Tugas Latihan
Keluarkan semua entri di bawah ini sebagai daftar JSON berisi string, dengan satu string untuk setiap baris. Lewati baris yang kosong.

[Entri yang diambil dari sebuah koleksi]
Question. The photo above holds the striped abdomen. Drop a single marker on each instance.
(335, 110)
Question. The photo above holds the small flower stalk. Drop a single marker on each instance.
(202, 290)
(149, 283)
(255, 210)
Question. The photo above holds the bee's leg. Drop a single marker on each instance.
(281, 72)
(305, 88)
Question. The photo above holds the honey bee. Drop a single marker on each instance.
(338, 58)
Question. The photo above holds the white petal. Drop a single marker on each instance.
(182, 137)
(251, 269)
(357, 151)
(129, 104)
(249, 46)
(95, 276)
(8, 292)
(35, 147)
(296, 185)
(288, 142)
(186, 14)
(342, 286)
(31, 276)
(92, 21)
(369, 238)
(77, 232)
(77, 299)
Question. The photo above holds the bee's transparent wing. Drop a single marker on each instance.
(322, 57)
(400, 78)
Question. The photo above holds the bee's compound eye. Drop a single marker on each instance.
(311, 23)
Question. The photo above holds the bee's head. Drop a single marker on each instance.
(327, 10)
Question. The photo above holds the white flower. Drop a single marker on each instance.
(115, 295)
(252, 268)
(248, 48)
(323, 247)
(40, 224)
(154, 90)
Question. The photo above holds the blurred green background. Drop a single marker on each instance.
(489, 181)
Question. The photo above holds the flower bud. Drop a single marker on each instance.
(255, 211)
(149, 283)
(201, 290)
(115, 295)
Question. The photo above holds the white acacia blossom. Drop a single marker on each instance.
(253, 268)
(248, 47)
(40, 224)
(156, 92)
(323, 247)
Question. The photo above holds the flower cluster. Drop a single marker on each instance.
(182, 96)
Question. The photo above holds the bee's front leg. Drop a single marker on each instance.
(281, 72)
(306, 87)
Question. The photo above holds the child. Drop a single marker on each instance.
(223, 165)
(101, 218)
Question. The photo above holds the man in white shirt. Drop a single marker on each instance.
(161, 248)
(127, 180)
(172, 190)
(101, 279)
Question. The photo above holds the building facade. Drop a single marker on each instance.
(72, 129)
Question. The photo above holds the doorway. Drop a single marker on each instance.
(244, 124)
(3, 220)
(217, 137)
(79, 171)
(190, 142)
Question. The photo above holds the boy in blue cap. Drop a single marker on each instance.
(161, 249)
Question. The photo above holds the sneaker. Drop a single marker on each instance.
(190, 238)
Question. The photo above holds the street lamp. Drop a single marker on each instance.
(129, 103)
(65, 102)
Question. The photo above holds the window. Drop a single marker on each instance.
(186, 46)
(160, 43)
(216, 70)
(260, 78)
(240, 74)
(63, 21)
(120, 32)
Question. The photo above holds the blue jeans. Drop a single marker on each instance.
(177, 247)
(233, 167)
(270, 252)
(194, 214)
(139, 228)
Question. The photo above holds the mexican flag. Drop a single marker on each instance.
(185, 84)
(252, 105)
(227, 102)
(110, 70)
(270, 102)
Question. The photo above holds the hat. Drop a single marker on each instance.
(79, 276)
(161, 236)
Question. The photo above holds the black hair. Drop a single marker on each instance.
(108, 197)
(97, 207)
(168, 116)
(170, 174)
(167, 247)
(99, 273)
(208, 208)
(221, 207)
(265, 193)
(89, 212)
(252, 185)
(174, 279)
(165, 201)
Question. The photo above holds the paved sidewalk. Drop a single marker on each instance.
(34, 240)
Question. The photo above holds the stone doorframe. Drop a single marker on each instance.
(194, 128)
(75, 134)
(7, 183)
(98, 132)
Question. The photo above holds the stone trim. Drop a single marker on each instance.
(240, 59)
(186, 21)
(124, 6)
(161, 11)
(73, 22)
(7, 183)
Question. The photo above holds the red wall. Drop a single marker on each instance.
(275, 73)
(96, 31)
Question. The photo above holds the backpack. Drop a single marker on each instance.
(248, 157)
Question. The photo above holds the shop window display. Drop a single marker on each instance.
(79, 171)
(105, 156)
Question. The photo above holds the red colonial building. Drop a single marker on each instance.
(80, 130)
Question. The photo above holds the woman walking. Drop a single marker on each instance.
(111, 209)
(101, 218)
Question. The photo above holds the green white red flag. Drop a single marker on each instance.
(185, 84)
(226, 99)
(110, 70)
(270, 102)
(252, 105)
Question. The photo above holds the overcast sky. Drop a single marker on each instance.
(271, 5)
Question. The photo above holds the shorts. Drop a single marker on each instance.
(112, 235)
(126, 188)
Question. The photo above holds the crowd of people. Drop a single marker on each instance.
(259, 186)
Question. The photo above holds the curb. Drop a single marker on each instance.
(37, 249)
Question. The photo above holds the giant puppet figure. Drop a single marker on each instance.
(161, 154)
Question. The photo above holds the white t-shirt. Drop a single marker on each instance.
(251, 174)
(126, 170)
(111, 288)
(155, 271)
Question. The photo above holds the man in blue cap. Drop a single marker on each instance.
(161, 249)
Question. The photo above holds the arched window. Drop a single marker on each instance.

Jawaban Latihan
[
  "Question. The photo above holds the striped abdomen. Drop a single marker on each instance.",
  "(335, 110)",
  "Question. The photo above holds the small flower stalk. Drop a single marker on each instance.",
  "(202, 290)",
  "(149, 283)",
  "(255, 210)",
  "Question. The photo above holds the bee's leg. Drop a single marker on each instance.",
  "(281, 72)",
  "(305, 88)",
  "Question. The photo above holds the honey bee. Drop a single marker on each instance.",
  "(338, 58)",
  "Question. The photo above holds the white petal. Drop a single marker on each instance.",
  "(182, 137)",
  "(251, 269)",
  "(357, 151)",
  "(129, 104)",
  "(249, 46)",
  "(95, 276)",
  "(8, 292)",
  "(35, 147)",
  "(296, 185)",
  "(288, 142)",
  "(186, 14)",
  "(342, 286)",
  "(31, 276)",
  "(92, 21)",
  "(369, 238)",
  "(77, 232)",
  "(77, 299)",
  "Question. The photo above holds the bee's transparent wing. Drop a single marker on each instance.",
  "(322, 57)",
  "(400, 78)",
  "Question. The photo above holds the bee's compound eye. Drop a single marker on each instance.",
  "(311, 23)",
  "Question. The photo above holds the bee's head. Drop a single marker on each instance.",
  "(327, 10)",
  "Question. The photo above holds the white flower. Drop a single marker on each instance.",
  "(115, 295)",
  "(252, 268)",
  "(248, 48)",
  "(323, 247)",
  "(40, 224)",
  "(154, 90)",
  "Question. The photo above holds the blurred green background. Drop a single marker on each instance.",
  "(489, 181)",
  "Question. The photo above holds the flower bud. Drop a single marker on each instance.",
  "(255, 211)",
  "(149, 283)",
  "(201, 290)",
  "(115, 295)",
  "Question. The photo above holds the white acacia blossom. Drop a single marker on each instance.",
  "(253, 268)",
  "(248, 47)",
  "(40, 224)",
  "(156, 92)",
  "(323, 247)",
  "Question. The photo above holds the flower cluster. Drop a single marker on each instance.",
  "(182, 96)",
  "Question. The photo above holds the bee's front leg. Drop a single marker on each instance.",
  "(281, 72)",
  "(306, 87)",
  "Question. The photo above holds the child. Drop a single marker on each instance.",
  "(223, 165)",
  "(101, 218)",
  "Question. The photo above holds the man in white shirt. Drop a single marker on each instance.",
  "(161, 248)",
  "(127, 180)",
  "(172, 190)",
  "(101, 279)",
  "Question. The photo above holds the building facade. Drop a single marker on each instance.",
  "(72, 129)",
  "Question. The photo above holds the doorway. Drop a single marker on each instance.",
  "(244, 124)",
  "(3, 220)",
  "(217, 137)",
  "(79, 171)",
  "(190, 142)",
  "Question. The photo above holds the boy in blue cap. Drop a single marker on each instance.",
  "(161, 249)",
  "Question. The photo above holds the sneaker. Drop a single marker on each instance.",
  "(190, 238)",
  "Question. The photo above holds the street lamp. Drop a single marker on each instance.",
  "(129, 103)",
  "(65, 102)",
  "Question. The photo above holds the window. Drop a single marker on each instance.",
  "(186, 46)",
  "(160, 43)",
  "(216, 70)",
  "(260, 78)",
  "(240, 74)",
  "(63, 21)",
  "(120, 32)",
  "Question. The photo above holds the blue jeans. Drop a single marker on each instance.",
  "(177, 247)",
  "(233, 167)",
  "(270, 252)",
  "(194, 214)",
  "(139, 228)",
  "Question. The photo above holds the mexican flag. Drop a single marker on each instance.",
  "(185, 84)",
  "(252, 105)",
  "(227, 102)",
  "(110, 70)",
  "(270, 102)",
  "Question. The photo above holds the hat. Drop a single marker on each instance.",
  "(79, 276)",
  "(161, 236)",
  "Question. The photo above holds the black hair. Drop a single marker on each instance.",
  "(108, 197)",
  "(97, 207)",
  "(168, 116)",
  "(170, 174)",
  "(167, 247)",
  "(99, 273)",
  "(208, 208)",
  "(221, 207)",
  "(265, 193)",
  "(89, 212)",
  "(252, 185)",
  "(174, 279)",
  "(165, 201)",
  "Question. The photo above holds the paved sidewalk. Drop a single marker on each instance.",
  "(34, 240)",
  "Question. The photo above holds the stone doorframe. Drop a single marker on each instance.",
  "(194, 128)",
  "(75, 134)",
  "(7, 183)",
  "(98, 132)",
  "Question. The photo above holds the stone trim. Drop a single marker on each instance.",
  "(240, 59)",
  "(186, 21)",
  "(124, 6)",
  "(161, 11)",
  "(73, 22)",
  "(7, 183)",
  "Question. The photo above holds the red wall. Drop a single marker on each instance.",
  "(275, 73)",
  "(96, 31)",
  "Question. The photo above holds the backpack. Drop a single marker on each instance.",
  "(248, 157)",
  "Question. The photo above holds the shop window display. Drop a single marker on each instance.",
  "(79, 171)",
  "(105, 156)",
  "Question. The photo above holds the red colonial building. Drop a single marker on each instance.",
  "(80, 130)",
  "Question. The photo above holds the woman walking. Drop a single marker on each instance.",
  "(111, 209)",
  "(101, 218)",
  "Question. The photo above holds the green white red flag. Drop a single marker on each instance.",
  "(185, 84)",
  "(226, 99)",
  "(110, 70)",
  "(270, 102)",
  "(252, 105)",
  "Question. The photo above holds the overcast sky. Drop a single marker on each instance.",
  "(271, 5)",
  "Question. The photo above holds the shorts. Drop a single marker on each instance.",
  "(112, 235)",
  "(126, 188)",
  "Question. The photo above holds the crowd of people. Drop a single marker on each instance.",
  "(259, 186)",
  "Question. The photo above holds the curb. Drop a single marker on each instance.",
  "(37, 249)",
  "Question. The photo above holds the giant puppet figure. Drop a single marker on each instance.",
  "(161, 154)",
  "Question. The photo above holds the white t-shirt. Drop a single marker on each instance.",
  "(251, 174)",
  "(126, 170)",
  "(111, 288)",
  "(155, 271)",
  "Question. The photo above holds the man in blue cap. Drop a single marker on each instance.",
  "(161, 249)",
  "Question. The photo above holds the arched window. Drop a single marker on each instance."
]